◆ **Gestellte Aufgabe**
Wie könnte der Textauszug über die Vorlagefragen des Bundesgerichtshofs an den Gerichtshof der Europäischen Union weitergehen? Setzen Sie ihn im Anschluss an den letzten Satz fort.

◆ **Textauszug**
Mit ihren Revisionen wenden sich beide Parteien gegen das Berufungsurteil, soweit zu ihrem Nachteil erkannt worden ist.

Die Entscheidung des Bundesgerichtshofs:

Der Bundesgerichtshof hat das Verfahren ausgesetzt und dem Gerichtshof der Europäischen Union zur Vorabentscheidung folgende Fragen vorgelegt:

1. Finden auf das Regelwerk eines Sportverbands, das sich an Verbandsmitglieder wendet und die Inanspruchnahme von Leistungen verbandsfremder Unternehmen auf einem der Verbandstätigkeit vorgelagerten Markt regelt, die vom Unionsgerichtshof in den Urteilen "Wouters" (vom 19. Februar 2002 - C-309/99) und "Meca Medina" (vom 18. Juli 2006 - C-519/04 P) entwickelten Grundsätze Anwendung, wonach bei der Anwendung des Kartellverbots

der Gesamtzusammenhang, in dem der fragliche Beschluss zu Stande gekommen ist oder seine Wirkungen entfaltet, und insbesondere seine Zielsetzung zu würdigen ist,

und weiter zu prüfen ist, ob die mit dem Beschluss verbundenen wettbewerbsbeschränkenden Wirkungen notwendig mit der Verfolgung der genannten Ziele zusammenhängen

und ob sie im Hinblick auf diese Ziele verhältnismäßig sind (nachfolgend: Meca Medina-Test)?

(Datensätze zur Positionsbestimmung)
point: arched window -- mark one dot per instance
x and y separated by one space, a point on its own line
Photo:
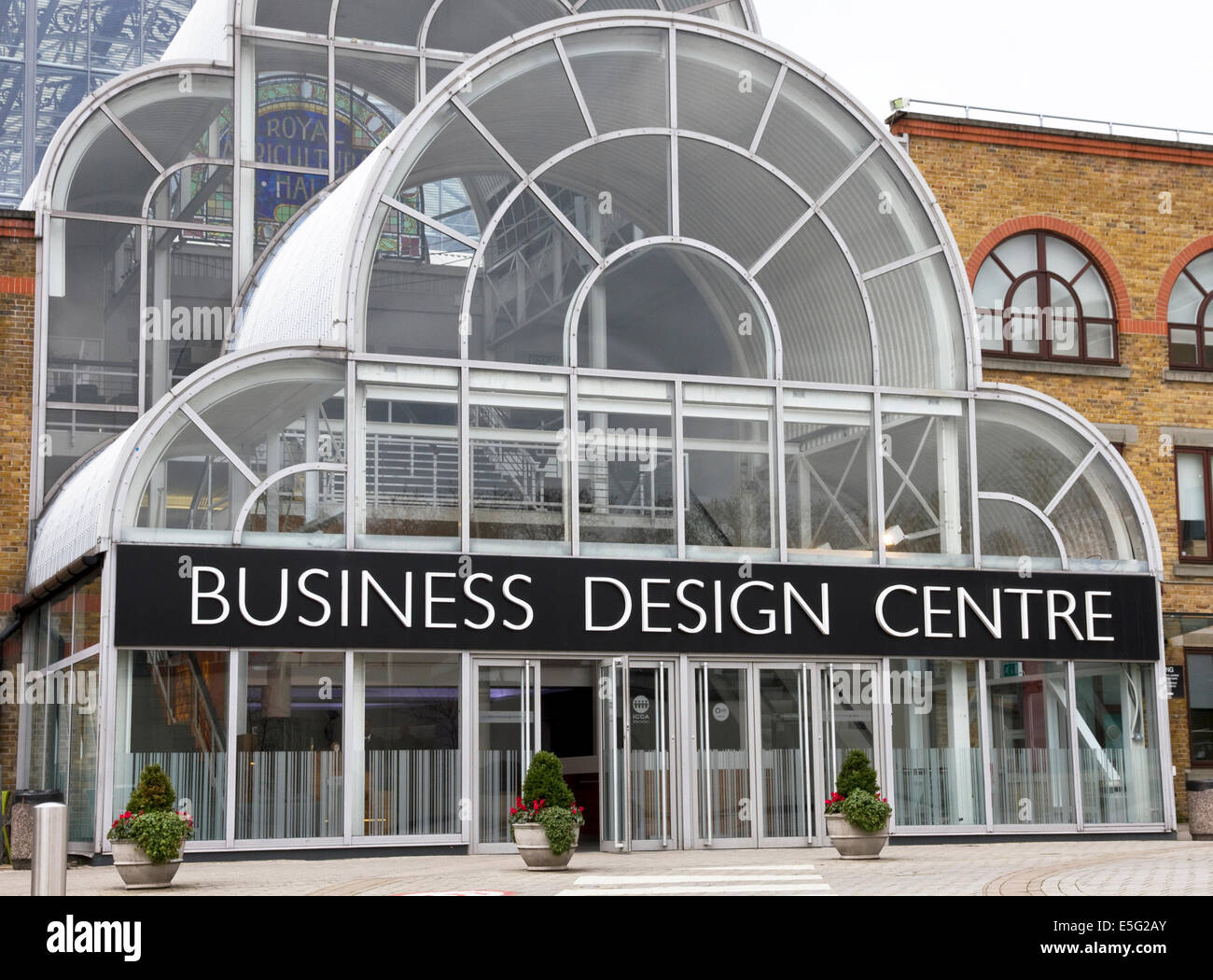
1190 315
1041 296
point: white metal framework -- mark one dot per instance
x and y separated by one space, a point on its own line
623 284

◆ **Endergebnis**
2. Falls Frage 1 bejaht wird: Ist in diesem Fall der Meca Medina-Test auf alle Regelungen dieses Regelwerks anzuwenden, oder kommt es dafür auf inhaltliche Kriterien an, wie etwa die Nähe oder Ferne der einzelnen Regelung zu der sportlichen Tätigkeit des Verbands?

Dafür waren folgende Erwägungen maßgeblich:

Der Beklagte ist als Unternehmensvereinigung Adressat des Kartellverbots nach Art. 101 Abs. 1 AEUV. Für die in dem Beklagten zusammengeschlossenen Fußballvereine der deutschen Profiligen stellt sich der Fußball in erster Linie als eine wirtschaftliche Tätigkeit dar. Die hier angegriffenen Regelungen des RfSV führen auch zu einer spürbaren Wettbewerbsbeschränkung auf dem Markt der Spielervermittlung. Sie richten sich zwar nicht direkt an Spielervermittler, sondern an Vereine und Spieler, die als Nachfrager der Vermittlungsleistung zur Marktgegenseite gehören. Sie bewirken jedoch, dass die Spielervermittler ihr Verhalten an dem Regelwerk ausrichten müssen, um auf dem Vermittlungsmarkt tätig werden zu können.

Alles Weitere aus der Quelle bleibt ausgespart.